Task instructions —
Would you return every line of the listing below that has "query" in it?

= = = =

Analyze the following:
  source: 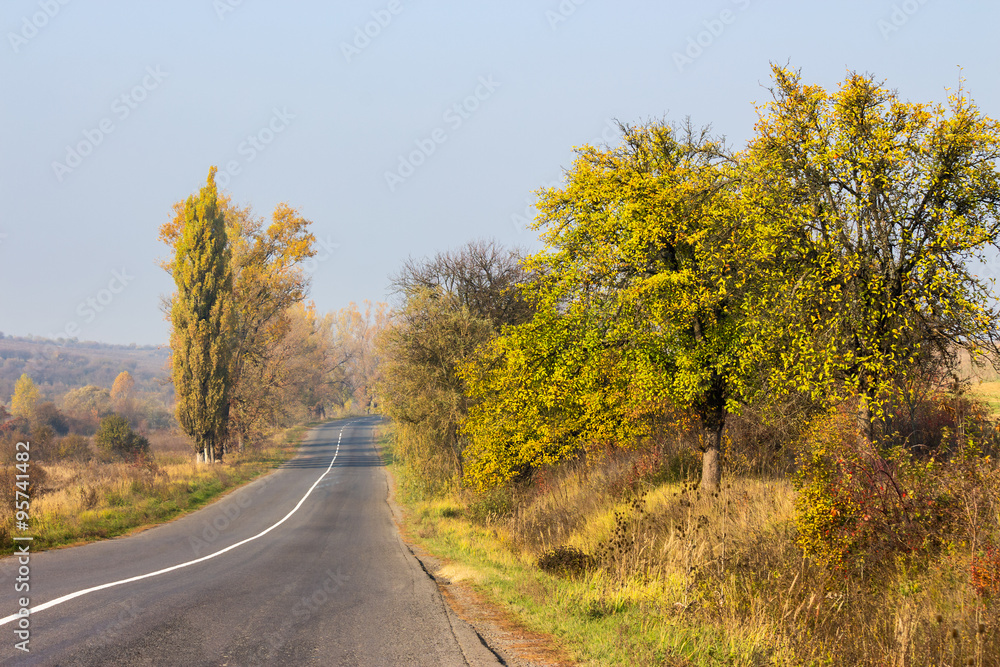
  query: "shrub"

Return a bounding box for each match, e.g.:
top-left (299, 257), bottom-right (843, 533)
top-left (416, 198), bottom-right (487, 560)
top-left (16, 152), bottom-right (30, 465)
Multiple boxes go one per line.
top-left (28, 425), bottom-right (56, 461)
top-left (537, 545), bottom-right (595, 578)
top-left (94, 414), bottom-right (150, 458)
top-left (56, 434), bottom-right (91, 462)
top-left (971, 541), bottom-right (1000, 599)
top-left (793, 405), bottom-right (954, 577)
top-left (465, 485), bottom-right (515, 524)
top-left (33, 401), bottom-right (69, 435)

= = = =

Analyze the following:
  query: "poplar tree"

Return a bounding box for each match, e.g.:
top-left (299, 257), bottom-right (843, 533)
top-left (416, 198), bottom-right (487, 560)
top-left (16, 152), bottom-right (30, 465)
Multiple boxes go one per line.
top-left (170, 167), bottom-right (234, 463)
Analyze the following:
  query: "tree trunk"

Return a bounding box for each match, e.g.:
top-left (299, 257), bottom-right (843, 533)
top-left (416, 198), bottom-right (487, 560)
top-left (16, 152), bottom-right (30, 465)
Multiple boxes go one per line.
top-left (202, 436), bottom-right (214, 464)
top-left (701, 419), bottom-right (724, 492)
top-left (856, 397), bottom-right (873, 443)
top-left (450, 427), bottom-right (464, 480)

= = = =

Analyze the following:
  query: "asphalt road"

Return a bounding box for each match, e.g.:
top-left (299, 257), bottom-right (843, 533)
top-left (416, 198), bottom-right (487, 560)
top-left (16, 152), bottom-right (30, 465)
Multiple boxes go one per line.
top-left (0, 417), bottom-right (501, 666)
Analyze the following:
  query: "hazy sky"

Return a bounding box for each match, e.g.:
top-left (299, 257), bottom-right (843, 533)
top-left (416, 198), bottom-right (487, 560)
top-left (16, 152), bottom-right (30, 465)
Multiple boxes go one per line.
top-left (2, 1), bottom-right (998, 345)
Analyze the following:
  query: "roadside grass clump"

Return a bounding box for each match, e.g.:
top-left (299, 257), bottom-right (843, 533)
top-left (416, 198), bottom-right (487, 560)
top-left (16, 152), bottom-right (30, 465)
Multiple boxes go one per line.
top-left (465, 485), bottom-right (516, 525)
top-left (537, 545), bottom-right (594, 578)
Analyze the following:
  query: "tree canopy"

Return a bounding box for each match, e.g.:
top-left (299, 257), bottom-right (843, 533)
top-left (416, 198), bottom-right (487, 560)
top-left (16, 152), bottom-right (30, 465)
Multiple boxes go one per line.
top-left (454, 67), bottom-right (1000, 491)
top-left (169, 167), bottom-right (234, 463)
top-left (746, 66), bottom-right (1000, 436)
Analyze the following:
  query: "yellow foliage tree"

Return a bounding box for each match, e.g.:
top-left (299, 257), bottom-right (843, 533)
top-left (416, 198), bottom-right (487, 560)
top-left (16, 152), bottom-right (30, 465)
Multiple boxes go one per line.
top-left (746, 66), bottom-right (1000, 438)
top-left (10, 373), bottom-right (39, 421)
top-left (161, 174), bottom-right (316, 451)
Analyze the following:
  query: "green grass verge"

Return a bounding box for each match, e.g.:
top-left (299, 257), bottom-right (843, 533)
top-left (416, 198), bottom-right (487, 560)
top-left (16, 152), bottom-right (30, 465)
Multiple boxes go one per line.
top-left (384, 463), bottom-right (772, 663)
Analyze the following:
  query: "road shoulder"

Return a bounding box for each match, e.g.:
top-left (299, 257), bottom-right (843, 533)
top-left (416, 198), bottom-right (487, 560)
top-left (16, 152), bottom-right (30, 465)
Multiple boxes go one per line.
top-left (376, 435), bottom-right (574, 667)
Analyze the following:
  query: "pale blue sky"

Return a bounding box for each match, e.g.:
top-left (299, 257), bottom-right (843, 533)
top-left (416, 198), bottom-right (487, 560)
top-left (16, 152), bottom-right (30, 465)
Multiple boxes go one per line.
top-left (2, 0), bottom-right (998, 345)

= = = =

Response —
  query: "shrub"
  query: "poplar tree"
  query: "tree trunk"
  query: "asphalt road"
  query: "hazy sky"
  query: "roadside grass clump"
  query: "tree canopy"
  query: "yellow foliage tree"
  query: "green grass verge"
  query: "road shoulder"
  query: "pale blue sky"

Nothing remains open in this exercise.